## Begin INFORMATION SUPPLIED

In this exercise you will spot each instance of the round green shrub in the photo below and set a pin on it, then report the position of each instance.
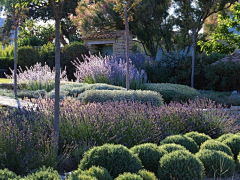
(44, 173)
(181, 165)
(234, 143)
(216, 145)
(187, 142)
(149, 154)
(116, 159)
(224, 136)
(129, 176)
(216, 163)
(199, 138)
(147, 175)
(6, 174)
(172, 147)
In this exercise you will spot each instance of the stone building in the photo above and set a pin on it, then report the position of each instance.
(108, 43)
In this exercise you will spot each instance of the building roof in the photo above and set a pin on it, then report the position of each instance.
(105, 35)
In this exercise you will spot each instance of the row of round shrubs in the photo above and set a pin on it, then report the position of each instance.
(183, 157)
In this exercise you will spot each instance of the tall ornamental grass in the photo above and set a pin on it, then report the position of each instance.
(37, 77)
(96, 69)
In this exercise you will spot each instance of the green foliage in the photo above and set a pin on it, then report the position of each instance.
(216, 163)
(181, 165)
(216, 145)
(27, 56)
(118, 95)
(172, 92)
(149, 154)
(47, 54)
(6, 174)
(187, 142)
(234, 143)
(224, 137)
(223, 76)
(128, 176)
(116, 159)
(199, 138)
(71, 52)
(99, 173)
(147, 175)
(172, 147)
(43, 174)
(224, 39)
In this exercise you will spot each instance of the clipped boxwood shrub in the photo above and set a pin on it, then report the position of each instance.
(118, 95)
(116, 159)
(172, 92)
(187, 142)
(147, 175)
(6, 174)
(129, 176)
(149, 154)
(224, 136)
(172, 147)
(216, 163)
(199, 138)
(181, 165)
(44, 173)
(216, 145)
(234, 143)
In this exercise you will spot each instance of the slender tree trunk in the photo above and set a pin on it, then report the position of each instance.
(57, 85)
(15, 58)
(193, 57)
(127, 48)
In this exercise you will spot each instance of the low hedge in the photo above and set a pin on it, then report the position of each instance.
(118, 95)
(172, 92)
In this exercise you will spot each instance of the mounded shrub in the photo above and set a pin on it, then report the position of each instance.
(116, 159)
(44, 173)
(234, 144)
(98, 172)
(172, 147)
(118, 95)
(147, 175)
(181, 165)
(149, 154)
(216, 145)
(187, 142)
(199, 138)
(224, 136)
(6, 174)
(216, 163)
(129, 176)
(172, 92)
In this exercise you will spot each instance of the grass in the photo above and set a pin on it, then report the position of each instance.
(4, 80)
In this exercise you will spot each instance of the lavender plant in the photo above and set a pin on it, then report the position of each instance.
(37, 77)
(96, 69)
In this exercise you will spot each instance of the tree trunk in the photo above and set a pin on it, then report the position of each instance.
(15, 58)
(193, 57)
(57, 86)
(127, 48)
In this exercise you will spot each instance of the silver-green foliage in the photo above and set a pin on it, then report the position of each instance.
(117, 95)
(181, 165)
(187, 142)
(216, 163)
(116, 159)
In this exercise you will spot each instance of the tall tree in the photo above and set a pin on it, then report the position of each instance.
(123, 7)
(191, 15)
(225, 37)
(16, 10)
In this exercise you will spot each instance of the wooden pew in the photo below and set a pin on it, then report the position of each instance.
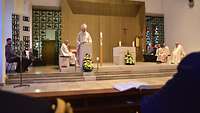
(96, 101)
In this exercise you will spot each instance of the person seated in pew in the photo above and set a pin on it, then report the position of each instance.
(181, 94)
(11, 57)
(65, 51)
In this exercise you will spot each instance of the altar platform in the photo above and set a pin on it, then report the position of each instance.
(94, 96)
(108, 71)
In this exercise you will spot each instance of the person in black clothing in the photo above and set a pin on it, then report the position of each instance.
(12, 57)
(181, 94)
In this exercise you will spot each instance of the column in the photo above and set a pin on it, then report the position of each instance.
(2, 42)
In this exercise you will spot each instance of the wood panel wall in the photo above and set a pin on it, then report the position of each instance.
(114, 28)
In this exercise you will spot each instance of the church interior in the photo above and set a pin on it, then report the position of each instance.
(94, 56)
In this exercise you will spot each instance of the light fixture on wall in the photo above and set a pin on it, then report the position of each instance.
(191, 3)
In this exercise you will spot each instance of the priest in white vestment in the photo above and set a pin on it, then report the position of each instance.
(84, 44)
(177, 54)
(162, 54)
(64, 51)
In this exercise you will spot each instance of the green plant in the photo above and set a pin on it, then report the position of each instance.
(87, 63)
(128, 59)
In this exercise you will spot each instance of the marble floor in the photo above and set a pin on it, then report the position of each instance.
(83, 85)
(92, 84)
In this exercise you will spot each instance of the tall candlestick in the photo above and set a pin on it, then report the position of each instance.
(101, 35)
(120, 43)
(133, 44)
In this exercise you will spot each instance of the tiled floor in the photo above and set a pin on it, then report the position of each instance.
(90, 85)
(84, 85)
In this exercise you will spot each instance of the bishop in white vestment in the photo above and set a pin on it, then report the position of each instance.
(84, 44)
(177, 54)
(64, 51)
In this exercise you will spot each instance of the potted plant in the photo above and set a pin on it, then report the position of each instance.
(87, 63)
(128, 59)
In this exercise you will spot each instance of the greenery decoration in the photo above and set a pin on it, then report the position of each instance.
(87, 63)
(128, 59)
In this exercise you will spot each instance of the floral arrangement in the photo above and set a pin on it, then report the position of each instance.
(128, 59)
(87, 63)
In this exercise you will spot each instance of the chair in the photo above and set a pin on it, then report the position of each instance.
(64, 62)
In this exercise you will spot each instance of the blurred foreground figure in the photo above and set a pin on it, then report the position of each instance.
(17, 103)
(181, 93)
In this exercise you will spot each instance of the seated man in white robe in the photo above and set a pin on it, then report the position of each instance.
(64, 51)
(177, 54)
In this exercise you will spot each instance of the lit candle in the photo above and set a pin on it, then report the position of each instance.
(133, 44)
(97, 58)
(101, 35)
(120, 43)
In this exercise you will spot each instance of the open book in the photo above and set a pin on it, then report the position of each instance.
(128, 85)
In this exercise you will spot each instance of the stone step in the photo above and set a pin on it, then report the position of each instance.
(54, 79)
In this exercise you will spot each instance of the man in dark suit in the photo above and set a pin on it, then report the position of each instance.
(181, 94)
(12, 57)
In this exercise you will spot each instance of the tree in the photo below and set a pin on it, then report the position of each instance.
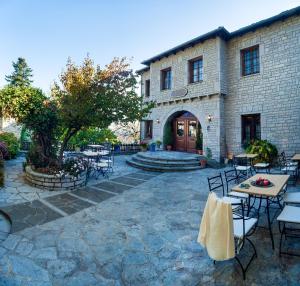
(30, 107)
(89, 96)
(21, 75)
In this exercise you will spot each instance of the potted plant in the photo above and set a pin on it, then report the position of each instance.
(158, 143)
(199, 142)
(144, 146)
(168, 137)
(203, 162)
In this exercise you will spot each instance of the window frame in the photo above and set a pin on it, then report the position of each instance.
(148, 124)
(243, 65)
(253, 127)
(191, 70)
(163, 76)
(147, 88)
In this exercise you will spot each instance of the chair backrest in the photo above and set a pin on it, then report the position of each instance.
(240, 161)
(238, 213)
(230, 176)
(216, 184)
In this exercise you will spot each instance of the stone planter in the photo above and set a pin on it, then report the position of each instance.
(54, 182)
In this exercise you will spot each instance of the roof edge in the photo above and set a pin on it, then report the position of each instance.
(224, 34)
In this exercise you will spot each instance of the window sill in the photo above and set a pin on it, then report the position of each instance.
(195, 83)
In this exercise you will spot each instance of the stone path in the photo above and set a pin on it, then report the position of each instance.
(133, 235)
(38, 212)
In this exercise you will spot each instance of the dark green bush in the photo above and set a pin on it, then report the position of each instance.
(168, 135)
(266, 151)
(11, 142)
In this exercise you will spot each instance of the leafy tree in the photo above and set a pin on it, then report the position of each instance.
(95, 135)
(90, 96)
(21, 75)
(30, 107)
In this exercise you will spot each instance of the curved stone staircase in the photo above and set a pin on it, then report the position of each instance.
(165, 161)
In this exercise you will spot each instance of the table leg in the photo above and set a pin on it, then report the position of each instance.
(269, 223)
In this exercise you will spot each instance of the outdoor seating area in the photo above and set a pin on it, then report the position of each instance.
(99, 159)
(255, 189)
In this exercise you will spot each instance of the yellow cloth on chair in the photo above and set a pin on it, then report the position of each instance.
(216, 229)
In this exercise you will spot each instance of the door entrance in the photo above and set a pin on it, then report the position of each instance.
(185, 128)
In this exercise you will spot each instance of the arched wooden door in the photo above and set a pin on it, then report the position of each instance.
(185, 127)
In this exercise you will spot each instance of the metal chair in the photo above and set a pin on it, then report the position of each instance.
(215, 184)
(243, 167)
(243, 228)
(289, 215)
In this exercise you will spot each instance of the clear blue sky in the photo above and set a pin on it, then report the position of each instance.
(47, 32)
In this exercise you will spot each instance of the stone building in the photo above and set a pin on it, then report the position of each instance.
(238, 86)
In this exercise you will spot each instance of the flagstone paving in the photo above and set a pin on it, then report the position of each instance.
(117, 233)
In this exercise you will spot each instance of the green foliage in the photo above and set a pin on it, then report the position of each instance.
(21, 75)
(168, 134)
(199, 140)
(31, 108)
(11, 142)
(89, 96)
(208, 153)
(93, 135)
(266, 151)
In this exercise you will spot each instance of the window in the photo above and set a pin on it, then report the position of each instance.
(166, 79)
(148, 129)
(192, 128)
(250, 60)
(250, 127)
(195, 70)
(147, 88)
(180, 128)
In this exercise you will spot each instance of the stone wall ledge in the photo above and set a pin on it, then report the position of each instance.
(53, 182)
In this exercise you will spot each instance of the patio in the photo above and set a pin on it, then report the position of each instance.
(138, 228)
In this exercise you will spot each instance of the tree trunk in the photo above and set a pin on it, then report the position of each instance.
(69, 134)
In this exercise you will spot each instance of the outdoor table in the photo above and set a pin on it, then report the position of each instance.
(267, 193)
(95, 146)
(296, 157)
(247, 156)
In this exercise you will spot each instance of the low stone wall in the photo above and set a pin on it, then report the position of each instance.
(54, 182)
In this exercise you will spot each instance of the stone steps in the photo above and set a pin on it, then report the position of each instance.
(165, 161)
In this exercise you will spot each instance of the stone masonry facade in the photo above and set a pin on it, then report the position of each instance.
(225, 94)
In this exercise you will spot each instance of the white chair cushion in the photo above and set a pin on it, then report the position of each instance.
(261, 165)
(238, 226)
(292, 198)
(290, 168)
(290, 214)
(239, 195)
(100, 165)
(243, 168)
(232, 201)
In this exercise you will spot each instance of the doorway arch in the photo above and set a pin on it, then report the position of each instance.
(185, 129)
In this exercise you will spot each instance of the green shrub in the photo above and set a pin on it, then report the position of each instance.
(199, 140)
(11, 142)
(266, 151)
(93, 135)
(168, 135)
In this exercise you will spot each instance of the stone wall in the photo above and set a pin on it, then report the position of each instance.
(274, 92)
(226, 95)
(52, 182)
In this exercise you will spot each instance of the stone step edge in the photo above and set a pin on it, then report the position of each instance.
(165, 164)
(161, 169)
(167, 160)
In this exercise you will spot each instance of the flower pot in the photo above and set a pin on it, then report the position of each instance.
(169, 147)
(203, 163)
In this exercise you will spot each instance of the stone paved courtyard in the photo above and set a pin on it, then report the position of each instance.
(138, 228)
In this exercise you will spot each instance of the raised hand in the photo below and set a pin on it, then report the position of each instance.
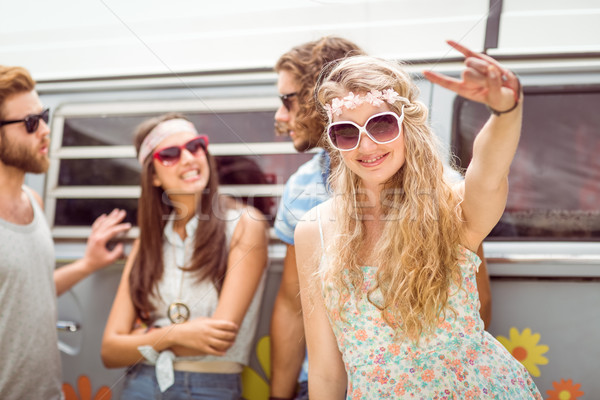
(105, 228)
(483, 80)
(205, 335)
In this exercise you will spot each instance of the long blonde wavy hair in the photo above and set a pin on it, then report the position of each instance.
(416, 254)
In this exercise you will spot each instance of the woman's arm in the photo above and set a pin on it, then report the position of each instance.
(120, 344)
(245, 266)
(486, 182)
(327, 378)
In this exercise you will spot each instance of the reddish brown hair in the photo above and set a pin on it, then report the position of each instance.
(305, 63)
(13, 80)
(209, 258)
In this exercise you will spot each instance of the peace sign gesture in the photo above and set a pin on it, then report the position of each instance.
(483, 80)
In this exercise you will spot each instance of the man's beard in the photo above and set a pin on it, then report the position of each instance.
(21, 157)
(283, 129)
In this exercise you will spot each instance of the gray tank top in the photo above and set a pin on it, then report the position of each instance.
(28, 340)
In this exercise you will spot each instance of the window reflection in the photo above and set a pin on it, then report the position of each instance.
(554, 191)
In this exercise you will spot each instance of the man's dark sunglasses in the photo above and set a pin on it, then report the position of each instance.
(286, 99)
(31, 121)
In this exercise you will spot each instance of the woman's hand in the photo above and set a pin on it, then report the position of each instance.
(483, 80)
(205, 336)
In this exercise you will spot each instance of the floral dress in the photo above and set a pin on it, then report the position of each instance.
(459, 361)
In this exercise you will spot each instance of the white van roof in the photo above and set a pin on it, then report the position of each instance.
(71, 39)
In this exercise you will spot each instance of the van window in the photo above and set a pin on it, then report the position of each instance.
(96, 168)
(554, 191)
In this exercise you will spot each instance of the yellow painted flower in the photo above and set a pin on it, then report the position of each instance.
(524, 347)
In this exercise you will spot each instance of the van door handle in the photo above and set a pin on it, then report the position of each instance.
(67, 326)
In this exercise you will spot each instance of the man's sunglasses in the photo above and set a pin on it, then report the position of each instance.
(170, 155)
(32, 121)
(381, 128)
(286, 99)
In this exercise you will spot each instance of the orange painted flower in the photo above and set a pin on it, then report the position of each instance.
(85, 390)
(524, 347)
(565, 390)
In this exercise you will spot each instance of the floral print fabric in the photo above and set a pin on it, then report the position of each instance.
(459, 361)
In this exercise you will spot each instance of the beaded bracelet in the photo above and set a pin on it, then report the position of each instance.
(517, 96)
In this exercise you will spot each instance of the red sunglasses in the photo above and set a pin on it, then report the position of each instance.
(169, 156)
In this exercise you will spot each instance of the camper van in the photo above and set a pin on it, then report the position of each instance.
(103, 67)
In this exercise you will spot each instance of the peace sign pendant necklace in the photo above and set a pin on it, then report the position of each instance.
(178, 312)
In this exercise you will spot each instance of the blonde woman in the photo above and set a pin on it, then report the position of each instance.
(387, 266)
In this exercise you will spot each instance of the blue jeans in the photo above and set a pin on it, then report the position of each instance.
(141, 384)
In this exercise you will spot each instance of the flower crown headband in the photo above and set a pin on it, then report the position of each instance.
(374, 97)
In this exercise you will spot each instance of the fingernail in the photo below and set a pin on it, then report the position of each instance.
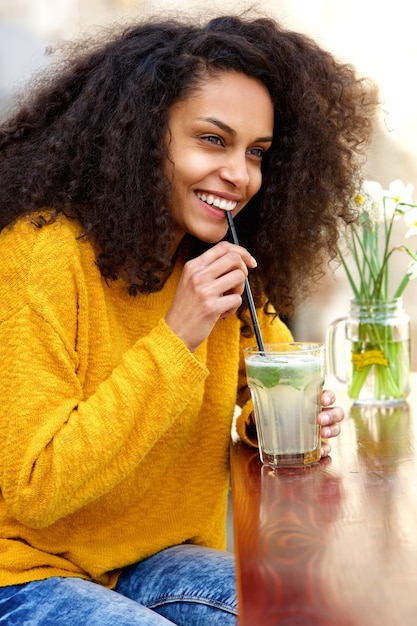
(325, 419)
(326, 399)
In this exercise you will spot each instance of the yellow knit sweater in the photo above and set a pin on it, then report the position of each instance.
(114, 437)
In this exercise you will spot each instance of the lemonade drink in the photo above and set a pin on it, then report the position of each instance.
(286, 388)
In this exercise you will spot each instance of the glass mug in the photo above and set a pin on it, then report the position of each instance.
(286, 381)
(369, 352)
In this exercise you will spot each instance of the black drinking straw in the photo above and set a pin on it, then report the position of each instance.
(249, 296)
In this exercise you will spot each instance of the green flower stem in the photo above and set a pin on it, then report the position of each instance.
(388, 379)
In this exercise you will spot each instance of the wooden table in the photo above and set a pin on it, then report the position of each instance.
(334, 543)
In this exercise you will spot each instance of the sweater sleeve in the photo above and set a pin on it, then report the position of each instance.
(63, 449)
(273, 331)
(60, 451)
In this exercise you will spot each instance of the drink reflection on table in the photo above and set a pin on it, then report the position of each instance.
(384, 444)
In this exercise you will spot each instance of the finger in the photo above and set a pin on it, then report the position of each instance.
(223, 248)
(331, 416)
(327, 432)
(325, 449)
(328, 397)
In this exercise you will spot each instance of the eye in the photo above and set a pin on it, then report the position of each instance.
(214, 139)
(256, 152)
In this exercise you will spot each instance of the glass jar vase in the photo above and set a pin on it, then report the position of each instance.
(374, 363)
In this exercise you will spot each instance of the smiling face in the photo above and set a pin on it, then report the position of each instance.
(216, 141)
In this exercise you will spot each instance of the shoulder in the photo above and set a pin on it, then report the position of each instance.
(47, 263)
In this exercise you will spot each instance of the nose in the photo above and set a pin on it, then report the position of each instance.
(235, 169)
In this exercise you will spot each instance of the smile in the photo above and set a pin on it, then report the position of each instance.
(219, 203)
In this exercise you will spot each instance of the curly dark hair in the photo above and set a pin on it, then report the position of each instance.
(89, 142)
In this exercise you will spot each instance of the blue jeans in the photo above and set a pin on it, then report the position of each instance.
(186, 585)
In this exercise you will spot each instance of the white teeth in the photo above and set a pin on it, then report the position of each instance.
(220, 203)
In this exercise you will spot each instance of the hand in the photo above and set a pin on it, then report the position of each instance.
(329, 420)
(210, 288)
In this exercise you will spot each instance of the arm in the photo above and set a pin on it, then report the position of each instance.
(61, 450)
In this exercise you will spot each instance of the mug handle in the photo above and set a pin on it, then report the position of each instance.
(333, 346)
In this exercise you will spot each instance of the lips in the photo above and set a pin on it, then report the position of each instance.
(216, 201)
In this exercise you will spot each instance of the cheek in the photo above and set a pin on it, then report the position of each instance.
(255, 182)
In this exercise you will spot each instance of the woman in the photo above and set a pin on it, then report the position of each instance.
(122, 322)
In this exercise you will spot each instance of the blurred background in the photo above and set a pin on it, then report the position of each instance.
(379, 40)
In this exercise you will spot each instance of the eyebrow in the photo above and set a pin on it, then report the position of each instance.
(228, 129)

## End INFORMATION SUPPLIED

## WHAT YOU SHOULD DO
Your task is to transcribe the line containing "In this exercise you will spot each instance of the hand" and every line after it, through the last line of the data, exactly as written and with nothing more.

## SOLUTION FOR THIS EXERCISE
In this exercise you will spot each instance of the hand in the photo above and set a pin on it, then report the position of each instance.
(329, 420)
(210, 288)
In this exercise you will spot each instance of the arm in the photo above and set a pin on it, then report the position of each instance.
(61, 450)
In this exercise you will spot each instance of the mug handle in the photo above and set a pin on it, then report the position of each instance.
(333, 346)
In this exercise you will spot each instance of the lips in the photo above and set a pin on it, then report the position of each instance.
(216, 201)
In this exercise you will spot each instance of the cheek in the photo above and set a pin on it, then report the position of each instance.
(255, 182)
In this exercise you will spot each instance of the woman in the photo above and set a pin on it, then report the position of each instance.
(122, 322)
In this exercise you will spot each instance of the blurred background in the photo above and set a pin on it, then report the position of each instance.
(379, 40)
In this exercise you will spot each instance of the eyebrow in the photo above and set a pin on it, then report the position of each instance.
(228, 129)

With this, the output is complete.